*Exercise directions:* In the entries below, return only the line containing "Formation-chart tagging: label the wooden plank wall" and those after it, exactly, through the last line.

[Dataset records]
---

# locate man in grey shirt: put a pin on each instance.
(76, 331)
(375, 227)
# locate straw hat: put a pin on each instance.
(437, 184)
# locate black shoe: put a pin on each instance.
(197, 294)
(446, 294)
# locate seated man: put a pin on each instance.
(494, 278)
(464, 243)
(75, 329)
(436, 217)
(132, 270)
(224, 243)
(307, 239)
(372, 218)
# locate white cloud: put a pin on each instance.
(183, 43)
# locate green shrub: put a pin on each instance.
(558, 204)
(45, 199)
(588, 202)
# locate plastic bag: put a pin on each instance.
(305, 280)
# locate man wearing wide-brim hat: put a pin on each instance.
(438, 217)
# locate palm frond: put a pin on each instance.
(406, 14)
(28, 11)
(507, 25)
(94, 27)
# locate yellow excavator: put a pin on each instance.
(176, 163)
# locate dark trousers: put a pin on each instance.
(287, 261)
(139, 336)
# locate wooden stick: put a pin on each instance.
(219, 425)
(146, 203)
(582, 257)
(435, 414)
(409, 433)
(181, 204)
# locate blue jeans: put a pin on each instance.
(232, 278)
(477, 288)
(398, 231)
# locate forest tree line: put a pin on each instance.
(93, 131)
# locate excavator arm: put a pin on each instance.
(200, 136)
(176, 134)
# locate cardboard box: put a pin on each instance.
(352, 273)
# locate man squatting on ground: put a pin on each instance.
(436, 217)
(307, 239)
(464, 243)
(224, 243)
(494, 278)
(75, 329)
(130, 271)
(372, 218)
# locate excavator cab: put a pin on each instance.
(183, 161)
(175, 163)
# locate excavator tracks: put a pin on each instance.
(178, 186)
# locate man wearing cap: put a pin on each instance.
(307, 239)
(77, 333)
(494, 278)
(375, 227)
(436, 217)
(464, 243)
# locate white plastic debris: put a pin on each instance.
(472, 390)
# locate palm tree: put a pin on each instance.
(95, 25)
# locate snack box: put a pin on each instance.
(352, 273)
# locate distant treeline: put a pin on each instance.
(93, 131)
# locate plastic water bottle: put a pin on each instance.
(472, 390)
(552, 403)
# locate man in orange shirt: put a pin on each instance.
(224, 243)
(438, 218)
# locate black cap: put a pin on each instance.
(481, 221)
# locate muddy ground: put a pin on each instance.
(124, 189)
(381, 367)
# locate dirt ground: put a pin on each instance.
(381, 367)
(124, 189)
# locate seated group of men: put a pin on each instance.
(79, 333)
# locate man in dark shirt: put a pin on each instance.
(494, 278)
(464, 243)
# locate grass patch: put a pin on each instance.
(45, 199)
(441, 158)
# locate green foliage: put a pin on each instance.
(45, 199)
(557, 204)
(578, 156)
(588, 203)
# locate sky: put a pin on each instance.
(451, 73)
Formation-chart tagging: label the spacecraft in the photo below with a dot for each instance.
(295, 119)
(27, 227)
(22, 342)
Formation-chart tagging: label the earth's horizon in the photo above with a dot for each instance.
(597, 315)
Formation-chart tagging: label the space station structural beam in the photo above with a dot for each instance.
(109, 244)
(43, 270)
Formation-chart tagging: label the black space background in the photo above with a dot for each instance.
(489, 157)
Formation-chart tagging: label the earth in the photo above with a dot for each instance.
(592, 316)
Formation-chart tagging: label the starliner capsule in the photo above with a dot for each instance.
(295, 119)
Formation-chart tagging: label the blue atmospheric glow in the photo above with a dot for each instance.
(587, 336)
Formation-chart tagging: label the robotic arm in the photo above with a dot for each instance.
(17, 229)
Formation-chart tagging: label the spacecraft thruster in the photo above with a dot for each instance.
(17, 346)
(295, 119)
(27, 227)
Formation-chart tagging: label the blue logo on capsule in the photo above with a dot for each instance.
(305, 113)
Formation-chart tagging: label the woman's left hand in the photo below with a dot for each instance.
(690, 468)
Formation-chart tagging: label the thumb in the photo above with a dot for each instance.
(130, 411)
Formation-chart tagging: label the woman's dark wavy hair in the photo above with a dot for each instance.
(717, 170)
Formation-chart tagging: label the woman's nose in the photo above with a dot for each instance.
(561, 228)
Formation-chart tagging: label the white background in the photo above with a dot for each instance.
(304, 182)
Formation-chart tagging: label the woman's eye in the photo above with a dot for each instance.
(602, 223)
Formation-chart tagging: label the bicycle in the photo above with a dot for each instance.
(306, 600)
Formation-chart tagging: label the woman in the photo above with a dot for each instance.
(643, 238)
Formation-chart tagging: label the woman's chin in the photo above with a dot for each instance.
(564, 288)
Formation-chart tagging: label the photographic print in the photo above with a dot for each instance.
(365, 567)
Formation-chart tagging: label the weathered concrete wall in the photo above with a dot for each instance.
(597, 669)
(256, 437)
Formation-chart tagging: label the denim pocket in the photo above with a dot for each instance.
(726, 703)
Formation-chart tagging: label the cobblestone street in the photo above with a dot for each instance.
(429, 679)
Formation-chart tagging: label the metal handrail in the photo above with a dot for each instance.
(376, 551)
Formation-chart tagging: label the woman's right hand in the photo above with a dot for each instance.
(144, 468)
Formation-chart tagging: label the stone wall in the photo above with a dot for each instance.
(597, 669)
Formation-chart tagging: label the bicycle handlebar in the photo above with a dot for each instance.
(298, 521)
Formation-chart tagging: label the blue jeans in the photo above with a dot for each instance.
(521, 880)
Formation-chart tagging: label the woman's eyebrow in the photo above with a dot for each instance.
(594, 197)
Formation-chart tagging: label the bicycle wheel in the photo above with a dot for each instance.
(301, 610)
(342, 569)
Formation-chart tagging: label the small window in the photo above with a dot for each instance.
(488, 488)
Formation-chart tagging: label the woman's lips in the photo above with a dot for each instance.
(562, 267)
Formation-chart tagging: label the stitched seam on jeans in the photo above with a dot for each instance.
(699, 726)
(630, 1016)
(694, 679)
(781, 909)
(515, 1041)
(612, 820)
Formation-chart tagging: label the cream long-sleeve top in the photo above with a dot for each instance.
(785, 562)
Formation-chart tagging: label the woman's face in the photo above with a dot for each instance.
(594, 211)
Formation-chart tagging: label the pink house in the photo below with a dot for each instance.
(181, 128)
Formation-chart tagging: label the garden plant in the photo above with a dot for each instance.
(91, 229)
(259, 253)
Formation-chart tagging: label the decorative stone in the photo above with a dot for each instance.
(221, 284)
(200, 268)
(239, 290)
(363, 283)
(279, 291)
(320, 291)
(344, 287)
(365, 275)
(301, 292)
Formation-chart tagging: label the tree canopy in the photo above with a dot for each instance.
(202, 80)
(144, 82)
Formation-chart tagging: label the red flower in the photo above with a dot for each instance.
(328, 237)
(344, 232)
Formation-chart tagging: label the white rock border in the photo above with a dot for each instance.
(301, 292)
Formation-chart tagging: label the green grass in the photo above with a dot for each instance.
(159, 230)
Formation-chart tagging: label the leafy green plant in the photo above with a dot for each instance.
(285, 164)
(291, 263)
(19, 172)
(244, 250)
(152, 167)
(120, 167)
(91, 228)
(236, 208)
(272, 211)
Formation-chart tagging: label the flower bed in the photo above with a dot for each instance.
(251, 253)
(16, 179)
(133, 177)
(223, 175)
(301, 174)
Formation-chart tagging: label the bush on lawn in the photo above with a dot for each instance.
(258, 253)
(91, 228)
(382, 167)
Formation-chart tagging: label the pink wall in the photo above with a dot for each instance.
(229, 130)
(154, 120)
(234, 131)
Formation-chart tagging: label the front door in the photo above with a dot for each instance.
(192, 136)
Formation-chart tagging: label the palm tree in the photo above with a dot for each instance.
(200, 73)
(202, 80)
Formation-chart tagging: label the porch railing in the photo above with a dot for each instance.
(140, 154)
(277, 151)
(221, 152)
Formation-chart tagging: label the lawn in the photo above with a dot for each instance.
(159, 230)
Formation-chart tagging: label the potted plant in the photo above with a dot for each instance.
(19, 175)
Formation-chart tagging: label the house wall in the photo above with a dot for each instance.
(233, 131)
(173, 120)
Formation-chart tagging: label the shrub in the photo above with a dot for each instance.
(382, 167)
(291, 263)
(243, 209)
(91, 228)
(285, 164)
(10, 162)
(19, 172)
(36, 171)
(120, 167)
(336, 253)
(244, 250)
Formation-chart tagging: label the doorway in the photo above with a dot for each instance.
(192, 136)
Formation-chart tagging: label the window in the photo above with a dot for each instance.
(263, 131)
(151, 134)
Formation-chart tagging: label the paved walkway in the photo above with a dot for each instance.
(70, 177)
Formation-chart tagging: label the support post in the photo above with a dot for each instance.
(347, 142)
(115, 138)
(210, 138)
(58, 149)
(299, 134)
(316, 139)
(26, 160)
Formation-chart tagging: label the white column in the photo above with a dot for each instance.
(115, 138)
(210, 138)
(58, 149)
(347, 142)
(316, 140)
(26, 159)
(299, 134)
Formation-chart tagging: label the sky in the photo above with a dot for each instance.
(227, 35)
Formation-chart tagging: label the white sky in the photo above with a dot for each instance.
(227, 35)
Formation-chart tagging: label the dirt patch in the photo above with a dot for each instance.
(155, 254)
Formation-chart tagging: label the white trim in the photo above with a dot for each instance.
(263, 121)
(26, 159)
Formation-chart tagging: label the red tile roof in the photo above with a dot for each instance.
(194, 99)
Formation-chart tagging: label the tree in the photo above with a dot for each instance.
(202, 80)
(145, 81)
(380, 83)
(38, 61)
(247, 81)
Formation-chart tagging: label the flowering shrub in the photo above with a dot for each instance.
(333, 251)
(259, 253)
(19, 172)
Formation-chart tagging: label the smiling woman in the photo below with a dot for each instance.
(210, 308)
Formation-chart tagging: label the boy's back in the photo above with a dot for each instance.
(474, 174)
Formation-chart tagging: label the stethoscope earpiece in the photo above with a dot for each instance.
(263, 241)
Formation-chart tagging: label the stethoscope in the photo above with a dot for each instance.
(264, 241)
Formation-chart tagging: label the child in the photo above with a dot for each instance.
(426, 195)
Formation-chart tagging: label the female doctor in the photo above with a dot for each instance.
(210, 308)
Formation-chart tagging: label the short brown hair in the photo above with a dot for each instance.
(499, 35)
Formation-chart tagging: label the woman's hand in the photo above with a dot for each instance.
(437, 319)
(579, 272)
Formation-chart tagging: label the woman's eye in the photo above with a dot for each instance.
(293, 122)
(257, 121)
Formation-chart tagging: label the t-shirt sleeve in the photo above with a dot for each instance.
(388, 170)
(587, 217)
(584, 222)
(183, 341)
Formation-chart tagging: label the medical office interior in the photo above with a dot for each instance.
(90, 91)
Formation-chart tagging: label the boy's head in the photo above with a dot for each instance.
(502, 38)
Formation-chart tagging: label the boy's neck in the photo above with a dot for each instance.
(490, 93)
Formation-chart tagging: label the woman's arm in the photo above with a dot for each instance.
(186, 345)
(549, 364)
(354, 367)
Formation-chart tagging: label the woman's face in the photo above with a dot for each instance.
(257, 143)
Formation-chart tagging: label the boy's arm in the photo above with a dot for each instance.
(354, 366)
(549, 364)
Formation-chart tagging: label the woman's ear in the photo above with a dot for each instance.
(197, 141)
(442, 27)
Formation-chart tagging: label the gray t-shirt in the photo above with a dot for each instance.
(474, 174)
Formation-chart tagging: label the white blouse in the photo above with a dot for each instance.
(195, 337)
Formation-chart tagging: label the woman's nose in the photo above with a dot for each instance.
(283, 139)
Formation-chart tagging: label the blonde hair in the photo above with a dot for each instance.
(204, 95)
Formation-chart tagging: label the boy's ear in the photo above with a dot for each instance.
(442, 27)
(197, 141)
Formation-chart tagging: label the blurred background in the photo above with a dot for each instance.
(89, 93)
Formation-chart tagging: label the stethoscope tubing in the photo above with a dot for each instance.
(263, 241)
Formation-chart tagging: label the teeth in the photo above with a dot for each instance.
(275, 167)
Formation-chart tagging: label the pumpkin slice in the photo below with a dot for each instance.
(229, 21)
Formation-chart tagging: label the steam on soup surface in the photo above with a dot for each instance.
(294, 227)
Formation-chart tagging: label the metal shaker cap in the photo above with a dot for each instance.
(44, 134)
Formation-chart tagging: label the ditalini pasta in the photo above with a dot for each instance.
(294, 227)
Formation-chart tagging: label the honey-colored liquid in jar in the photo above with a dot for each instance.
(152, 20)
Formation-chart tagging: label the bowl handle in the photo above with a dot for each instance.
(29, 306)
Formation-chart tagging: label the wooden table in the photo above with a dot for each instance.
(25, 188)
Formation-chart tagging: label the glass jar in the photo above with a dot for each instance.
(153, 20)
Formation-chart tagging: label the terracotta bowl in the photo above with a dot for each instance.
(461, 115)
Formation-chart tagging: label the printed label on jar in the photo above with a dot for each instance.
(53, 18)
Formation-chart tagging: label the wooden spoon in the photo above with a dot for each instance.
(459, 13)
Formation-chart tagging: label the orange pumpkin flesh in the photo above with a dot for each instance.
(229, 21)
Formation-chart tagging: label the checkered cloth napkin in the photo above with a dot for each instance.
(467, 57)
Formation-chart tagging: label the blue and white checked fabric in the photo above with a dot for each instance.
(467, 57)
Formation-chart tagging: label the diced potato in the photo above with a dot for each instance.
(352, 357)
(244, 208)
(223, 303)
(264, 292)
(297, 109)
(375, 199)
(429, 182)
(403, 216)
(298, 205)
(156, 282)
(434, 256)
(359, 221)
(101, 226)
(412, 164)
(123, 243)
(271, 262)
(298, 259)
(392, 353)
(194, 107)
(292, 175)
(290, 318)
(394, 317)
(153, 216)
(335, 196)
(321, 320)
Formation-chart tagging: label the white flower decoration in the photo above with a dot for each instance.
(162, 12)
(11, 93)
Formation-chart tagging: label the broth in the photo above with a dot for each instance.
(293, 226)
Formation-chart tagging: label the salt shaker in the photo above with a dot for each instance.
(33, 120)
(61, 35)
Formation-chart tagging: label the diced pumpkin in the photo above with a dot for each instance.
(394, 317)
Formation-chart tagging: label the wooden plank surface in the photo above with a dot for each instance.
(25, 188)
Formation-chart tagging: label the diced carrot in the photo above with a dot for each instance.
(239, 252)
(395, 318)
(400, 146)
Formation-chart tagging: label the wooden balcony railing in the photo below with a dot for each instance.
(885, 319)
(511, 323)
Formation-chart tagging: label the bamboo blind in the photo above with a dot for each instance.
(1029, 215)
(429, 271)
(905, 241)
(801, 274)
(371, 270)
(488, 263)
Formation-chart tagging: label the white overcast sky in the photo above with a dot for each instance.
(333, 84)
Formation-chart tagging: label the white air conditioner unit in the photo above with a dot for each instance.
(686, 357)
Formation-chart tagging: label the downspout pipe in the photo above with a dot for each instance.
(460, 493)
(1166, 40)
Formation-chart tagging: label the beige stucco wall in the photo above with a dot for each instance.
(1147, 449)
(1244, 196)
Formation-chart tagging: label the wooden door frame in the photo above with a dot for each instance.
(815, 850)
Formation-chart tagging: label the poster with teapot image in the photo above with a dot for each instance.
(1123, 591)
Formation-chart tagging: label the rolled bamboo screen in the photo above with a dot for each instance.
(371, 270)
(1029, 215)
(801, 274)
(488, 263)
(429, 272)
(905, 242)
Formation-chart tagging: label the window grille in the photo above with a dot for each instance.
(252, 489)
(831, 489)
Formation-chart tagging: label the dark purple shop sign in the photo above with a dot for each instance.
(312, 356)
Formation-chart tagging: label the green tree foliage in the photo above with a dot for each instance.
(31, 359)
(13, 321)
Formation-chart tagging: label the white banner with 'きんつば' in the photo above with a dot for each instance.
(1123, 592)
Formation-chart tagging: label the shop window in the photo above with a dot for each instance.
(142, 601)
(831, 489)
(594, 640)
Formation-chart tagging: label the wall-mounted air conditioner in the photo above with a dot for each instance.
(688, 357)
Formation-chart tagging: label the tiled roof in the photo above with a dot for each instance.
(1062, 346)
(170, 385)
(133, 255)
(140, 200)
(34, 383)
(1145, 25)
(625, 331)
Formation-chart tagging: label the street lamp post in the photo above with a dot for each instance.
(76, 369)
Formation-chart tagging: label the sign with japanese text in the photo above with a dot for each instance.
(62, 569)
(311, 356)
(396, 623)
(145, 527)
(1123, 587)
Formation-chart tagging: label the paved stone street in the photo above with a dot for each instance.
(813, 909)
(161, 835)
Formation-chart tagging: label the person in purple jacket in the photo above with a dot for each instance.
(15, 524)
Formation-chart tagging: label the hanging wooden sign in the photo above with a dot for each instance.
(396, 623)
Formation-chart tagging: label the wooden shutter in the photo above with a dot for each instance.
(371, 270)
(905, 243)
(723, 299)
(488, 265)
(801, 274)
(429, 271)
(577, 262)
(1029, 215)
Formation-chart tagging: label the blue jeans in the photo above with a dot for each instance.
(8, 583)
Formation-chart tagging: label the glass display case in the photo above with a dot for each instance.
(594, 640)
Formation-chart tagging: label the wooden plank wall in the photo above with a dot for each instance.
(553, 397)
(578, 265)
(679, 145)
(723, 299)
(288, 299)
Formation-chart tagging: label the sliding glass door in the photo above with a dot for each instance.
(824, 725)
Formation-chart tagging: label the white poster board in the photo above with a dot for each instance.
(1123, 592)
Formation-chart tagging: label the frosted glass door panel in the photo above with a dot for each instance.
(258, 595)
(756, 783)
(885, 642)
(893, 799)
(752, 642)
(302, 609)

---

*Task solution:*
Formation-chart tagging: label the wooden plank wall in the photo above with a dot for each instance.
(553, 397)
(578, 265)
(679, 145)
(723, 299)
(288, 299)
Formation-chart tagging: label the sliding glass door in the photo above with a dot for each instance.
(824, 725)
Formation-chart tagging: label the white poster board in the photo above with a dot for each instance.
(1123, 592)
Formation-chart tagging: label the frosted glass door panel in the photo above with a dot for each instance.
(258, 595)
(756, 783)
(885, 642)
(893, 799)
(752, 642)
(302, 609)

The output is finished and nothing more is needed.